● Work required: Copy out all the rows below, requests included, and shift every coordinate in the answers by adding 119 to each number. Keep the sample points in the requests unchanged, and leave out the pictures.
▼▼▼
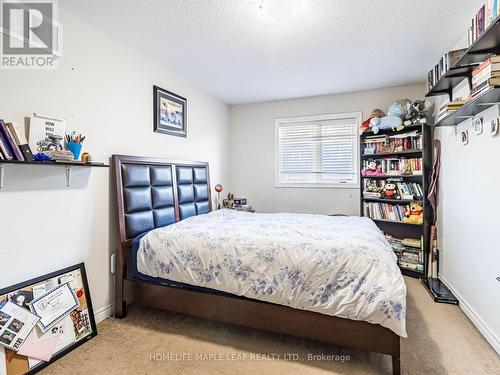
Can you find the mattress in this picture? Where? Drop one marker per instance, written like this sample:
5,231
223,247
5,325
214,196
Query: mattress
338,266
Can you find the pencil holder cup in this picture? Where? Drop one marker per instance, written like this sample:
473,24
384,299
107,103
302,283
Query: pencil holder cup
75,148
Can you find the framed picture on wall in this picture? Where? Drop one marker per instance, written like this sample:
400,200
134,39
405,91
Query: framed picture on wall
▲▲▲
● The output:
Can you find the mattress in this picture? Where? Drop one marker per instance, written like this sample:
5,231
223,247
5,325
214,196
Query: mattress
457,385
Can you find the pencil holder cup in this picture? Where? Drop one marker per instance, written like this sample:
473,24
384,299
107,103
302,283
Query: pencil holder cup
194,267
Can you find the framed picture on wall in this picture? Where? Drop one marker per instance, written like this sample:
400,200
134,39
405,91
Query: framed picture on wall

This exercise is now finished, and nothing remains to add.